La barricade du domicile de Ousmane Sonko, opposant farouche du régime en place. La restriction de l’accès à l’internet par les données mobiles qui a mis des millions d’utilisateurs dans l’embarras.  Le signal de la chaine de télévision Walfadjiri coupé. Occasionnant le chômage technique de tout son personnel. Pire encore l’élan de solidarité de la part de la population interrompu par l’Etat qui a ordonné à l’opérateur Wave de suspendre les opérations de paiements destinées à ce groupe. La persécution est de trop. Et l’Etat se ridiculise. Le rôle des groupes de presse est de donner des informations justes et fiables. C’est ce que Walfadjiri a essayé de faire. Mais apparemment ça dérangeait. Le Président ne veut pas qu’on le dérange. Tous ceux qui ne sont pas avec lui, sont contre lui semble-t-il montrer. Le Président a-t-il l’ambition de mettre la volonté de Cioran en œuvre qui disait que  « le droit de supprimer tous ceux qui nous agacent devrait figurer en première place dans la constitution de la Cité idéale ».

Le Sénégal avait pourtant une bonne réputation en matière de démocratie. Cependant, il serait exagéré de dire qu’il n’y a plus de démocratie au Sénégal. Cette dernière est un processus non pas linéaire, mais continu, qui connait des hauts et des bas. Ce processus est une perpétuelle construction. Même si nous sommes plus proches de perdre les acquis démocratiques que de les consolider ces derniers temps.

══════════════════════════════

Consigne:
Prolongez le texte sur la démocratie au Sénégal en enchaînant après sa dernière phrase.

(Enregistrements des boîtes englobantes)
══════════════════════════════

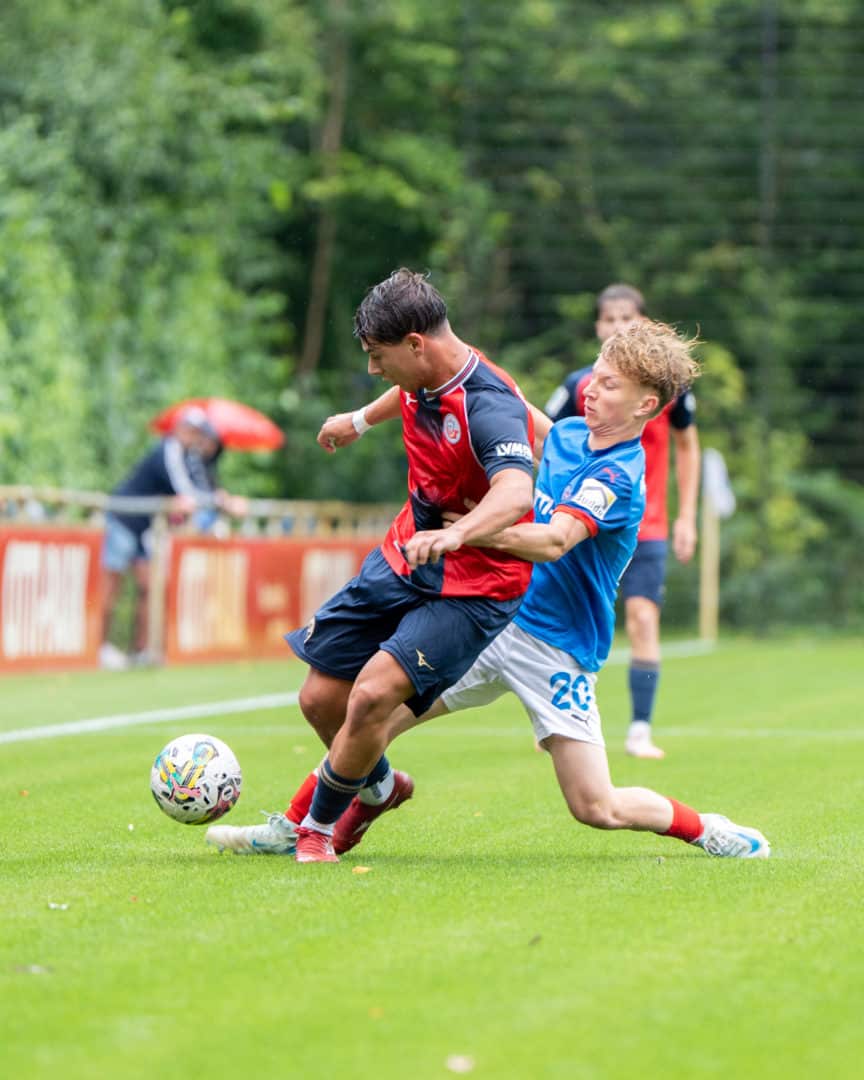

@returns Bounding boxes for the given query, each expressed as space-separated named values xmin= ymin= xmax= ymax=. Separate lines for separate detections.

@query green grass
xmin=0 ymin=639 xmax=864 ymax=1080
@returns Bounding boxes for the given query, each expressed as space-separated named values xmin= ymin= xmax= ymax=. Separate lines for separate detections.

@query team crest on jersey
xmin=573 ymin=477 xmax=618 ymax=521
xmin=444 ymin=413 xmax=462 ymax=446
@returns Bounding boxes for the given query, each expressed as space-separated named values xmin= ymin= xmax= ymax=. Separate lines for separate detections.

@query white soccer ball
xmin=150 ymin=734 xmax=243 ymax=825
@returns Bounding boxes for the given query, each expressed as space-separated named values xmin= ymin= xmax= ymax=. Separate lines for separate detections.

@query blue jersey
xmin=515 ymin=417 xmax=645 ymax=672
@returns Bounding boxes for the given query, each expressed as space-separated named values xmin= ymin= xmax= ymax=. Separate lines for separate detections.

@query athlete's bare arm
xmin=525 ymin=402 xmax=552 ymax=464
xmin=318 ymin=387 xmax=401 ymax=454
xmin=672 ymin=423 xmax=701 ymax=563
xmin=462 ymin=511 xmax=591 ymax=563
xmin=403 ymin=469 xmax=534 ymax=569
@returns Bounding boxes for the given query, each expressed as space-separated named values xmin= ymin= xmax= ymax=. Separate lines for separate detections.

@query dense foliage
xmin=0 ymin=0 xmax=864 ymax=623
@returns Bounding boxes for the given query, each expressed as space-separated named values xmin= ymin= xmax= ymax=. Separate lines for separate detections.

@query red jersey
xmin=546 ymin=367 xmax=696 ymax=540
xmin=381 ymin=349 xmax=534 ymax=600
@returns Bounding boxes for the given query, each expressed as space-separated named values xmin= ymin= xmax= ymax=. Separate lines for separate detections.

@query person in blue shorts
xmin=211 ymin=321 xmax=770 ymax=859
xmin=395 ymin=321 xmax=771 ymax=859
xmin=545 ymin=284 xmax=700 ymax=758
xmin=207 ymin=268 xmax=534 ymax=863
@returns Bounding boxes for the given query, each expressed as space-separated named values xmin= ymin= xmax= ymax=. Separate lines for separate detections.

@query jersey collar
xmin=422 ymin=349 xmax=480 ymax=401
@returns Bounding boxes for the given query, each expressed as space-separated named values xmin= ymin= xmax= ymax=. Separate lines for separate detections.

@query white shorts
xmin=441 ymin=622 xmax=605 ymax=746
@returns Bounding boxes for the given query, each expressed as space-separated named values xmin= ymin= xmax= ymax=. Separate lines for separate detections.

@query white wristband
xmin=351 ymin=405 xmax=372 ymax=435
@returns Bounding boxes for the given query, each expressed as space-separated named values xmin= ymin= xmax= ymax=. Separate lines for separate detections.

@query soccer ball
xmin=150 ymin=735 xmax=243 ymax=825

══════════════════════════════

Réponse:
Aussi, la démocratie n’est pas uniquement l’affaire du chef de l’Etat qui certes doit respecter en premier les principes démocratiques. Mais tous les acteurs politiques ainsi que les citoyens doivent s’atteler à cette tâche. Le respect de l’institution est primordial. Les opinions divergentes doivent être tolérées, peu importe la position des uns et des autres. La contradiction est inhérente à la démocratie. On ne peut pas être tous du même avis. C’est là le charme de la démocratie. Nous avons tous un rôle à jouer, pouvoir ou opposition, partisans ou sympathisants, dans ce processus de démocratisation qui n’est jamais achevé. 

Evitons de franchir les limites qui maintiennent la maille sociale pour ne pas entrainer l’effilochement du tissu social. Adoptons le champs lexical de la paix et non de la violence. Car tout commence par les mots, comme le montre Georges Orwell dans son ouvrage 1984. Avançons des idées susceptibles de mener le pays vers des palabres entre deux logiques contradictoires. Certaines radicalités correspondent beaucoup plus à une immaturité politique. Trouvons l’unité même dans le désaccord. La différence d’idées ne signifie pas querelle ou animosité. Le politique est plus noble que ça. Tissons des liens même dans l’adversité pour  dissiper les malentendus.

Puisse ce message  être entendu par tous les acteurs politiques, et l’ensemble des citoyens pour que le Sénégal retrouve sa stabilité tant louée dans la sous-région. Pour que plus rien ne déstabilise notre cohésion sociale et notre vouloir de vie commune. Dans la prospérité, la tranquillité et la sérénité.

Que la paix règne dans ce Pays!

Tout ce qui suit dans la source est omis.